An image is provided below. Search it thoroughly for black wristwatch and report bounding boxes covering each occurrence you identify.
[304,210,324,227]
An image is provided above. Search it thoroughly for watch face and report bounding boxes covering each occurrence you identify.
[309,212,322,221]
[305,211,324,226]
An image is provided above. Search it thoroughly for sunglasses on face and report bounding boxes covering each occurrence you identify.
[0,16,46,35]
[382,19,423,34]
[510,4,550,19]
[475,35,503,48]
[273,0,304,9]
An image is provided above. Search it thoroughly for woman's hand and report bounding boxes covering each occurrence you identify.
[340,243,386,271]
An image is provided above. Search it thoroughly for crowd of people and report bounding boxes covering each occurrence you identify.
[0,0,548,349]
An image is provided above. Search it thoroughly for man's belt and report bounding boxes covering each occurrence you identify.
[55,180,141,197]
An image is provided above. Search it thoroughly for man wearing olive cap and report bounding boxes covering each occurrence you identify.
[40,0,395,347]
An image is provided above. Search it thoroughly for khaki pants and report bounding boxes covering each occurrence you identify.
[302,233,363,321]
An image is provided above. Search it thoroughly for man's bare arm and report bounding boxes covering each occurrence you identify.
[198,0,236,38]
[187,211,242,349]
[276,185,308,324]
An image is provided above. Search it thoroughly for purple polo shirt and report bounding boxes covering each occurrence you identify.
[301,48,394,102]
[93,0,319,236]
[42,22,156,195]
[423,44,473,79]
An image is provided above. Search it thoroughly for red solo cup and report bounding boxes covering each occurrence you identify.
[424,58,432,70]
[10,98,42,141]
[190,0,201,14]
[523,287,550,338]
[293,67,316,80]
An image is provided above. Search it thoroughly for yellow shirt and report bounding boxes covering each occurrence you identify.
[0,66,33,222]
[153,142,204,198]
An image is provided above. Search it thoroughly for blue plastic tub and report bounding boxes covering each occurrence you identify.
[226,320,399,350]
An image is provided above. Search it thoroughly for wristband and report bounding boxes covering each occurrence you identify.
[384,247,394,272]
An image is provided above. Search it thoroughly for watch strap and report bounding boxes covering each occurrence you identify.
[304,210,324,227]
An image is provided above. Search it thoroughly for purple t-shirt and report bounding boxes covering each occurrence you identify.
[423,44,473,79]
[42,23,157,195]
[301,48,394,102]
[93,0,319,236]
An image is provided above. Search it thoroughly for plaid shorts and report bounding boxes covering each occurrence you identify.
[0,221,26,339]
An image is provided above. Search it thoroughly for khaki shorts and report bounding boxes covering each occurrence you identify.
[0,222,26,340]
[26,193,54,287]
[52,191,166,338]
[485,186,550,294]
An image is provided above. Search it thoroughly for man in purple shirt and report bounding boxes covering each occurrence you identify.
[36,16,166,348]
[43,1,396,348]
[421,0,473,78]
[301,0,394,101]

-.-.-

(TASK STATEMENT): Exactly as they appear, restate all of the entries.

(SOLUTION TO THIS PROBLEM):
An image is provided below. Search it thoroughly for black wristwatch and report bounding boxes covering each occurrence you identify.
[304,210,324,227]
An image is provided above. Search it thoroughly for watch face and report bounding boxes covering each occurrence you identify.
[309,212,322,221]
[305,211,324,226]
An image is provided above. Search it thoroughly for sunglasses on face and report bounding boxes covering each occurrence you identify.
[0,16,46,35]
[382,19,423,34]
[510,4,550,19]
[475,35,503,48]
[273,0,304,9]
An image is provided above. Search it thoroughly for woman's hand and report bounding boxes covering each occurrence you identify.
[340,243,386,271]
An image is provided above. Search it thoroughly for crowd of people and report bounding boxes covering each occurrence you identify.
[0,0,548,349]
An image is provided above. Search it thoroughly for man's belt and report bounding boxes covering each occurrence you identify.
[55,180,141,197]
An image is provided above. Search it thoroughly for man wearing olive cap and report bounding boxes covering each occurrence you identify.
[40,0,395,347]
An image is provided above. Search it thoroughly for khaki pants and report bounding boxes covering each occurrence you identify.
[302,233,363,321]
An image is provided above. Search it thoroughly for man's bare arm and report bounding boxes covering each occurrence you identify.
[198,0,236,38]
[187,211,242,349]
[276,185,308,324]
An image is provided above. Search it thoroughly for purple polo shirt and report bounding boxes covering each occurrence you identify.
[301,48,394,102]
[93,0,319,236]
[42,22,156,195]
[423,44,473,79]
An image is provided above. Search it thoroughly for red solo cup and report bounding boxes covering each occurrence you identify.
[424,58,432,70]
[10,98,42,141]
[190,0,201,14]
[523,287,550,338]
[293,67,316,80]
An image is provided above. Search it thoroughly for yellow shirt and report bounding boxes covering each occurrence you identify.
[0,66,33,222]
[153,142,204,198]
An image is provided above. Search it thoroughly for blue plastic tub and report bounding boxes covering each occurrence you identify.
[226,320,399,350]
An image is provided above. Search it thoroughly for wristband and report bounding boxes covering each occurrence you identify.
[384,247,394,272]
An image is provided above. Search it thoroughly for watch strap and report bounding boxes covering each occurrence you identify.
[304,210,324,227]
An image is provided above. Search it thoroughly for purple t-shirt and report bounding boxes covering each occurrence you identify.
[423,44,473,79]
[42,23,157,195]
[301,48,394,102]
[93,0,319,236]
An image is provided above. Search it thoroughly for plaid shorts and report bounding boxes covering each occurrence you identify.
[0,221,26,339]
An image is provided above. Search it thoroughly for khaki shorts and report bounding boxes covering each occurrence you identify.
[0,222,26,340]
[26,193,54,287]
[52,191,166,338]
[485,186,550,294]
An image is provided above. Search it thoroughly for man in purple shirt and report bounding boxes covering each occurrence you identify.
[36,16,166,348]
[43,1,396,348]
[421,0,473,78]
[301,0,394,101]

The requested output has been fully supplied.